Begin
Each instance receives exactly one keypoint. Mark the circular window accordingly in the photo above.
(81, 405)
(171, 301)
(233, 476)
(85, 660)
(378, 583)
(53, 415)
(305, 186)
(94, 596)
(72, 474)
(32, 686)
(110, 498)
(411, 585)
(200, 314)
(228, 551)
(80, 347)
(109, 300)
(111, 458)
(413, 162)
End
- **Task objective**
Return every line of the records above unchanged, in the same order.

- **Response**
Each instance receives exactly one keypoint. Mark the circular window accordingly in the photo above.
(81, 405)
(171, 301)
(233, 476)
(85, 660)
(378, 583)
(53, 415)
(305, 186)
(94, 596)
(72, 474)
(32, 686)
(110, 498)
(411, 585)
(200, 314)
(228, 551)
(80, 347)
(109, 300)
(111, 458)
(413, 162)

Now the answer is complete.